> [Work to do]: Pick out each line of the data below that contains the word "equipment" and copy it. Case counts.

· · · · ·

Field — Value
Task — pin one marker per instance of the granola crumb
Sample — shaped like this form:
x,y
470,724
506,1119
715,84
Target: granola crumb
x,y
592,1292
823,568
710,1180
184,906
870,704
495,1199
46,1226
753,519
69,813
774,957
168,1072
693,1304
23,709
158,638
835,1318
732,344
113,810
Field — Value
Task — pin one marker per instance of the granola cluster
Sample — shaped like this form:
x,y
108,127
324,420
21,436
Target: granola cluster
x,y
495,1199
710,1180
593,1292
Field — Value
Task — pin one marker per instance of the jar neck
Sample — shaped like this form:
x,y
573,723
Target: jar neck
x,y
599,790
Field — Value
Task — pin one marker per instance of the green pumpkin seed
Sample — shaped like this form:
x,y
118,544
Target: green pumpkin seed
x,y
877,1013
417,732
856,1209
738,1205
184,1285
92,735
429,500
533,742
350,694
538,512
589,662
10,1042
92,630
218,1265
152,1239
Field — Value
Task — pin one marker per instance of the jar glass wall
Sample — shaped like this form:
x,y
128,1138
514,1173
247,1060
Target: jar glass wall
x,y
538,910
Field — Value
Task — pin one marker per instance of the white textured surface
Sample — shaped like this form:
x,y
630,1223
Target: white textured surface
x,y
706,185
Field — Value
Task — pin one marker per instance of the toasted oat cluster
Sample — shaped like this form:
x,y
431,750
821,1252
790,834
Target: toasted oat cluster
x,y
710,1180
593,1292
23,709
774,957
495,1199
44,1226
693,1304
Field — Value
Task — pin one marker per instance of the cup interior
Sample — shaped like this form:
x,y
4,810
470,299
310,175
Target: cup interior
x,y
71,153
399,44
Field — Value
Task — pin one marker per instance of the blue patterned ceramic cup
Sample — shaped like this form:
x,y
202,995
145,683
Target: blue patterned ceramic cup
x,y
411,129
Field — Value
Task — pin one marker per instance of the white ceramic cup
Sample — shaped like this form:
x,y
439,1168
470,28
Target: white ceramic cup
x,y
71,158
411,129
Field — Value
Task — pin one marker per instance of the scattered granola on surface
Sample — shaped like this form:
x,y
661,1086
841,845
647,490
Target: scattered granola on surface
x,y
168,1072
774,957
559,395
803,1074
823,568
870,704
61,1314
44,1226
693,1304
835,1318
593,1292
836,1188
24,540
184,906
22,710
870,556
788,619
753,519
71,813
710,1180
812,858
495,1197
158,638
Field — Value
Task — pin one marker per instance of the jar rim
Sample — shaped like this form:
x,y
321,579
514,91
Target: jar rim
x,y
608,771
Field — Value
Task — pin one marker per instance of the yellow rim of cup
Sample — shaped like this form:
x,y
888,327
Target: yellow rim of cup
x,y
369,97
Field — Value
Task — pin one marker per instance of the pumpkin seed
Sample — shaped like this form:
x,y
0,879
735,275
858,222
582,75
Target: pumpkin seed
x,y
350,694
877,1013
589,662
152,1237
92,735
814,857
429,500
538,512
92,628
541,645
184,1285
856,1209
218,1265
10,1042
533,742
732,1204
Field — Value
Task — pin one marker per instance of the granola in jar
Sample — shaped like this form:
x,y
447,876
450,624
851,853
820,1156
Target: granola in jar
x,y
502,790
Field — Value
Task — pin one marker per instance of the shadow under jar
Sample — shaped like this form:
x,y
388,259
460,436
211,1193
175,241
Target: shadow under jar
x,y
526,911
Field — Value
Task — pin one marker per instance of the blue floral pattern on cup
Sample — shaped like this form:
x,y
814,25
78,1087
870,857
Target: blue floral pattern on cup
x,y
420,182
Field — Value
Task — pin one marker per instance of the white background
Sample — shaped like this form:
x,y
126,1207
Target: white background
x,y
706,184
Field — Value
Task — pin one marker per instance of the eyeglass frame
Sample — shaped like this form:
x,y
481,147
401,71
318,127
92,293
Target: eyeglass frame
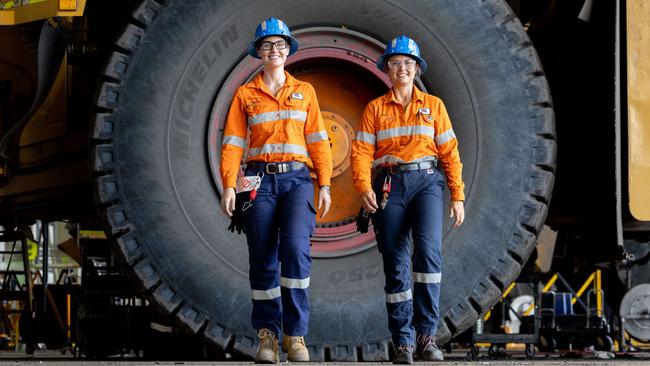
x,y
409,64
287,44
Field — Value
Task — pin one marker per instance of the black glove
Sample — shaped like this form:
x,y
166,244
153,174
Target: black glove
x,y
363,220
237,218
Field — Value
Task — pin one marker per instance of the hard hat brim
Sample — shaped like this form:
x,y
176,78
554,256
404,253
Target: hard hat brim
x,y
381,62
252,51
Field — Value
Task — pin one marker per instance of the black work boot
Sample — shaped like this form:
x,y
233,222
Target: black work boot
x,y
403,355
427,349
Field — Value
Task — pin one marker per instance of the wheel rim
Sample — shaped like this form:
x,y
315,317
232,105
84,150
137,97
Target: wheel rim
x,y
340,64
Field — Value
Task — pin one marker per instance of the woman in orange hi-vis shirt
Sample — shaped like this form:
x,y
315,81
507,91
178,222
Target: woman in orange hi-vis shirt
x,y
405,135
286,131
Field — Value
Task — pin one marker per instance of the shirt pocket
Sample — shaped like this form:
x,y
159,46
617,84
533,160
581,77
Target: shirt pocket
x,y
252,106
296,104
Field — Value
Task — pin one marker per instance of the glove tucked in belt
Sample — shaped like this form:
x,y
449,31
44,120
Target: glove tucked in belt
x,y
363,220
237,218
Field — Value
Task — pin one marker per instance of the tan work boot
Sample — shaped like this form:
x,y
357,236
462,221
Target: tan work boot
x,y
295,348
268,348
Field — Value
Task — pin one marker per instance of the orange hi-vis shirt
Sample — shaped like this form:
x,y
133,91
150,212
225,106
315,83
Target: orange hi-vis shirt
x,y
388,134
285,128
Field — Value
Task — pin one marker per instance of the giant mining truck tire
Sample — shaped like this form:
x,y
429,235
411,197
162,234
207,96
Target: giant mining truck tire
x,y
160,112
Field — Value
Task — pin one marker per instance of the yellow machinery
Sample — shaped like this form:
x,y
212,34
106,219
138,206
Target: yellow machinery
x,y
112,113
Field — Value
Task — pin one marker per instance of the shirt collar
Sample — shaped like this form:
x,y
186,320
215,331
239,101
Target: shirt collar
x,y
415,96
258,81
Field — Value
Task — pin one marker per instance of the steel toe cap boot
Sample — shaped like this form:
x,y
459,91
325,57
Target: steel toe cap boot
x,y
267,352
428,350
295,348
403,355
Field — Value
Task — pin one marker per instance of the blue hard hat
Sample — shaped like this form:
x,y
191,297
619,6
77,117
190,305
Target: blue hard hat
x,y
272,27
402,45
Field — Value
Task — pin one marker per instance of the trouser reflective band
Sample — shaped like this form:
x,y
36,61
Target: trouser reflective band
x,y
414,210
294,282
278,227
427,277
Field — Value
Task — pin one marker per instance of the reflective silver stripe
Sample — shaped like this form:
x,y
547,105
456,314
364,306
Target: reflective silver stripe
x,y
278,149
405,131
294,282
266,294
445,137
427,277
390,159
317,136
399,297
234,140
366,137
277,116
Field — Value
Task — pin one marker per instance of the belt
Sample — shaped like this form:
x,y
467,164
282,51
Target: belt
x,y
398,168
276,168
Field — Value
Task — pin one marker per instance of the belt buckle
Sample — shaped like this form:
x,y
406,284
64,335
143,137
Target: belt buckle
x,y
271,168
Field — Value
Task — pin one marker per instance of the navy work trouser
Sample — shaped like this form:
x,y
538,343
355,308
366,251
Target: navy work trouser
x,y
278,227
414,207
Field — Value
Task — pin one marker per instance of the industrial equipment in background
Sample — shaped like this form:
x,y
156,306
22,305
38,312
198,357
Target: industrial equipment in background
x,y
111,117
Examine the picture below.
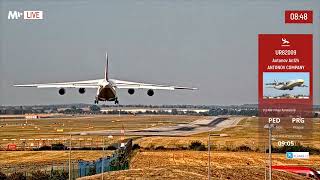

· · · · ·

> [Completed task]:
Task — pin one marker per instance of the industrial equipment in background
Target: industrial equipment in background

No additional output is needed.